• _YOUR ASSIGNMENT_
Nothing in the records should be altered; retype them all exactly.

------------------------------------------------

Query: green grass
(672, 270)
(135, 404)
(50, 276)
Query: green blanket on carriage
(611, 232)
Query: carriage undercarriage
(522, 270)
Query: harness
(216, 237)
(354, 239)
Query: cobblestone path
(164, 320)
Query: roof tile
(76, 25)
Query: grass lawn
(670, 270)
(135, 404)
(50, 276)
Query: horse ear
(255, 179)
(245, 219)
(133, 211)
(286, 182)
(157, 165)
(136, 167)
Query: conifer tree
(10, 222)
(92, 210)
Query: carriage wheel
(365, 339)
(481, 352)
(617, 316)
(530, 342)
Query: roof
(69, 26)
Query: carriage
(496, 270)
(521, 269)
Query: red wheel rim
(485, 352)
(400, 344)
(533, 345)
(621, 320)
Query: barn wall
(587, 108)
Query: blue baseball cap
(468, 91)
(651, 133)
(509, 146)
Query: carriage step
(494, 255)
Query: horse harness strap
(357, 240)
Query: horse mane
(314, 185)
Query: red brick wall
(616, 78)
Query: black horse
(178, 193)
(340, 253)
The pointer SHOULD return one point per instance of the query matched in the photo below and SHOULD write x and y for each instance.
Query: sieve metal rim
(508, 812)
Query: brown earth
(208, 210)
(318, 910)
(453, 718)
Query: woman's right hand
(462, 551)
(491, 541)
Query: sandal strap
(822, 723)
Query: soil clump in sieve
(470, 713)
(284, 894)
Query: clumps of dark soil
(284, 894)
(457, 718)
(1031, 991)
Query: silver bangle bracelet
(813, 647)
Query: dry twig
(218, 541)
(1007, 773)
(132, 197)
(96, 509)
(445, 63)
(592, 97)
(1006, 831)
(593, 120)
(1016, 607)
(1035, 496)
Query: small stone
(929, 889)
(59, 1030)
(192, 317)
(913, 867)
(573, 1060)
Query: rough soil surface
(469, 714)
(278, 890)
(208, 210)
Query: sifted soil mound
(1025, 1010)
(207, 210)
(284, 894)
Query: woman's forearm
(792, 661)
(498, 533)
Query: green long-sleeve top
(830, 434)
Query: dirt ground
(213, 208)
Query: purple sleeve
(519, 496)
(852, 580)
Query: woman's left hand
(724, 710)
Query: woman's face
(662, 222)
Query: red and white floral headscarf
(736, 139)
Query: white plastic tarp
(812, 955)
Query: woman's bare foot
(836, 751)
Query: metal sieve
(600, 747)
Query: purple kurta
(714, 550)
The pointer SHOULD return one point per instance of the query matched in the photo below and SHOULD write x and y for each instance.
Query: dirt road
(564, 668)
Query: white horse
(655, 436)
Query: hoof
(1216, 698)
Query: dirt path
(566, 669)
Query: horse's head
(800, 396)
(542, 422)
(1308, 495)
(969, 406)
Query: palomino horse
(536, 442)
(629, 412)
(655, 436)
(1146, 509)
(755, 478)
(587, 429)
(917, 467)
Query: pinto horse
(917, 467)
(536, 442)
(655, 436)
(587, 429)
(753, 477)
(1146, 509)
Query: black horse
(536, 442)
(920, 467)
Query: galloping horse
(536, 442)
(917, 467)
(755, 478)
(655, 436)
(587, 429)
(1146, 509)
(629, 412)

------------------------------------------------

• _OUTPUT OF THE EXERCISE_
Query: green grass
(672, 270)
(135, 404)
(50, 276)
Query: green blanket on carriage
(611, 232)
Query: carriage undercarriage
(522, 270)
Query: harness
(216, 237)
(354, 239)
Query: cobblestone path
(164, 320)
Query: roof tile
(76, 25)
Query: grass lawn
(670, 270)
(135, 404)
(50, 276)
Query: horse ear
(255, 179)
(245, 219)
(133, 211)
(286, 182)
(157, 165)
(136, 167)
Query: conifer tree
(10, 222)
(92, 210)
Query: carriage wheel
(365, 339)
(481, 352)
(617, 316)
(530, 342)
Query: roof
(69, 26)
Query: carriage
(496, 270)
(521, 269)
Query: red wheel rim
(485, 352)
(400, 344)
(533, 345)
(621, 320)
Query: barn wall
(587, 108)
Query: blue baseball cap
(468, 91)
(651, 133)
(509, 146)
Query: carriage step
(494, 255)
Query: horse harness strap
(357, 240)
Query: horse mane
(314, 185)
Query: red brick wall
(616, 78)
Query: black horse
(178, 193)
(340, 253)
The pointer SHOULD return one point per instance of the query matched in the photo below and SHOULD write x and y for each instance.
Query: sieve metal rim
(508, 812)
Query: brown earth
(208, 210)
(318, 910)
(453, 718)
Query: woman's right hand
(462, 551)
(491, 541)
Query: sandal strap
(822, 723)
Query: soil clump in sieve
(470, 713)
(284, 894)
Query: clumps of dark soil
(284, 894)
(457, 718)
(1031, 991)
Query: silver bangle bracelet
(813, 647)
Query: dry twig
(218, 541)
(1007, 773)
(132, 197)
(96, 509)
(445, 63)
(592, 97)
(1006, 831)
(593, 120)
(1016, 607)
(1035, 496)
Query: small stone
(929, 889)
(59, 1030)
(192, 317)
(913, 867)
(573, 1060)
Query: rough soil surface
(469, 714)
(278, 890)
(208, 210)
Query: sifted soil mound
(1025, 1010)
(207, 210)
(284, 894)
Query: woman's forearm
(792, 661)
(498, 533)
Query: green long-sleeve top
(830, 434)
Query: dirt ground
(213, 208)
Query: purple sleeve
(519, 496)
(852, 580)
Query: woman's left hand
(724, 710)
Query: woman's face
(662, 222)
Query: red and white floral headscarf
(736, 139)
Query: white plastic tarp
(812, 955)
Query: woman's bare foot
(836, 751)
Query: metal sieve
(600, 747)
Query: purple kurta
(714, 550)
The pointer SHOULD return one point per instance of the query matched in the photo below and SHOULD write x and y for each instance.
Query: dirt road
(564, 668)
Query: white horse
(655, 436)
Query: hoof
(1216, 698)
Query: dirt path
(566, 669)
Query: horse's head
(800, 396)
(542, 422)
(1308, 495)
(969, 406)
Query: palomino horse
(536, 442)
(629, 412)
(655, 436)
(1146, 509)
(755, 478)
(587, 429)
(917, 467)
Query: pinto horse
(917, 467)
(536, 442)
(655, 436)
(587, 429)
(753, 477)
(1146, 509)
Query: black horse
(536, 442)
(920, 467)
Query: galloping horse
(536, 442)
(917, 467)
(755, 478)
(655, 436)
(587, 429)
(1146, 509)
(629, 412)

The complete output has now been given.